> _What to work on_:
Report each line below that contains the word "white".

# Input rows start

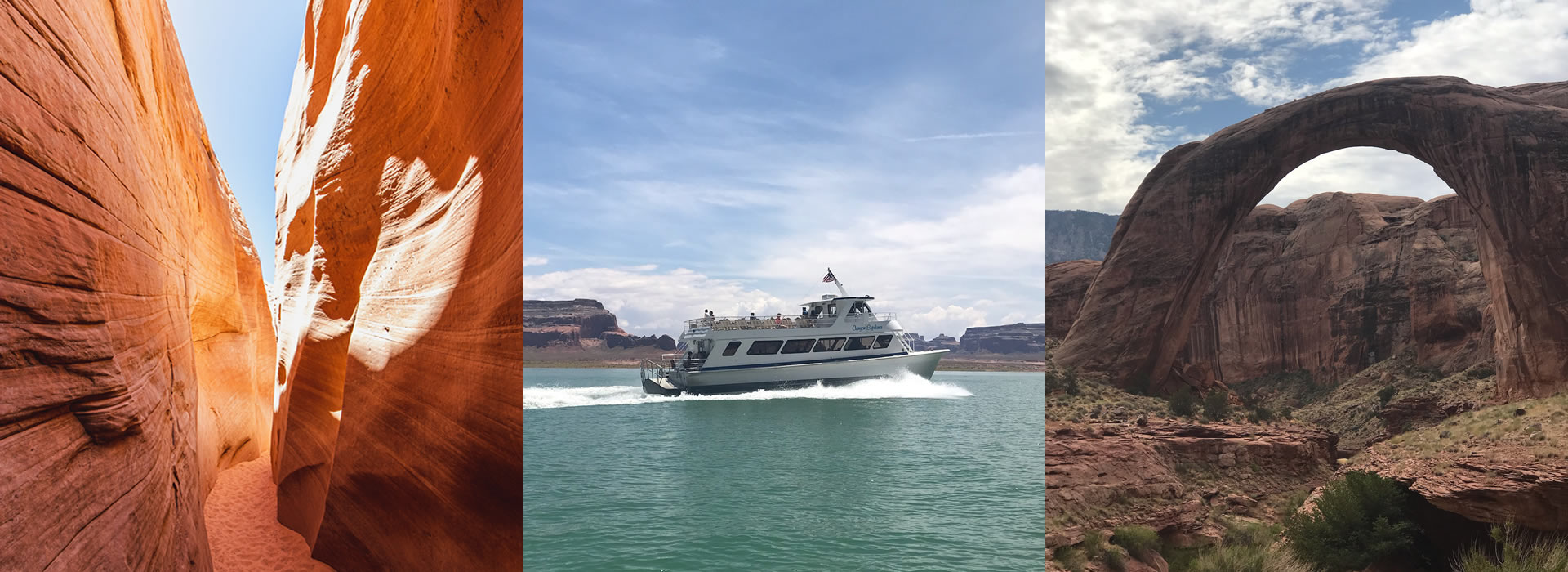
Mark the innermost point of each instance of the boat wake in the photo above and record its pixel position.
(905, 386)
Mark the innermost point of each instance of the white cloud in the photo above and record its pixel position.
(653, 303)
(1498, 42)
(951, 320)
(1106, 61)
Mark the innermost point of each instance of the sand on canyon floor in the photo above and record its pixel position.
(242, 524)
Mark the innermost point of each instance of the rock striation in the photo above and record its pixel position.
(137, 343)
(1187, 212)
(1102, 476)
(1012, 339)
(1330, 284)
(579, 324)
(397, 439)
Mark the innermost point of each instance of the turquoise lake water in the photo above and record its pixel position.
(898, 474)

# Input rows end
# Input rows start

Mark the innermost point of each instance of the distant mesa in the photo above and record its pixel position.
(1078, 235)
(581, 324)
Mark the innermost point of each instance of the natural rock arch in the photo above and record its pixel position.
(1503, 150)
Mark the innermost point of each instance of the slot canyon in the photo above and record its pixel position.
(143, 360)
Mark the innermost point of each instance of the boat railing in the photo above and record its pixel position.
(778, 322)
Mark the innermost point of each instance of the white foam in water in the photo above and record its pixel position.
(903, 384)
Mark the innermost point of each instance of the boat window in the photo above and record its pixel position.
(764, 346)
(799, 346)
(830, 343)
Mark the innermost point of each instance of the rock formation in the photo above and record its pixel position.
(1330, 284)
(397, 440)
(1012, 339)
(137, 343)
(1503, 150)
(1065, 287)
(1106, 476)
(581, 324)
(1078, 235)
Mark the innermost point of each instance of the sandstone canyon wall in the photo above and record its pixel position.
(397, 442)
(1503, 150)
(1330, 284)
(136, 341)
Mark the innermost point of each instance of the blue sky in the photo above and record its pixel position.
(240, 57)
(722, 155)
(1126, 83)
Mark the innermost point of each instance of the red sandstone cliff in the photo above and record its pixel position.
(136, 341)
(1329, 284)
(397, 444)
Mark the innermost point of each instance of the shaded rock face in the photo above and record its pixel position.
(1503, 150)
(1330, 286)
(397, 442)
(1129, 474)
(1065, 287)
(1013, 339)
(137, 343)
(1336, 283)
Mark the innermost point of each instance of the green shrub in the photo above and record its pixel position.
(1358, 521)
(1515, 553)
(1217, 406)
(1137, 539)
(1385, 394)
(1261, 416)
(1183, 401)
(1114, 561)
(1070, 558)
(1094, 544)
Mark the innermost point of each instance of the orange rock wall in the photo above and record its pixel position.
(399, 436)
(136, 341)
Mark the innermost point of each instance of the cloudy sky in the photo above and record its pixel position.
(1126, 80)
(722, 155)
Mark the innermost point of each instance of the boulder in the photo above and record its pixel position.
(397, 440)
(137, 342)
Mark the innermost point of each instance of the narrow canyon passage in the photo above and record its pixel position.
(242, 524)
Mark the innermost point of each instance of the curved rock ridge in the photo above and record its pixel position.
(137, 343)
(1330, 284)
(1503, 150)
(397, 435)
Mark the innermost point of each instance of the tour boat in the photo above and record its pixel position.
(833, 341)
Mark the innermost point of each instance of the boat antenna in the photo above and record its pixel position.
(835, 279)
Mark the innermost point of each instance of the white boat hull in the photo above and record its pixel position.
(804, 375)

# Input rows end

> _Completed exercise_:
Mark the innermost point of each instance of the white cloud in the photo above and record its pixel position.
Mark the innermost point of each instance of the white foam in water in the photo above and record its pixel position.
Mark the innermost point of each instance of the white boat hull in the photo above and record its pixel position.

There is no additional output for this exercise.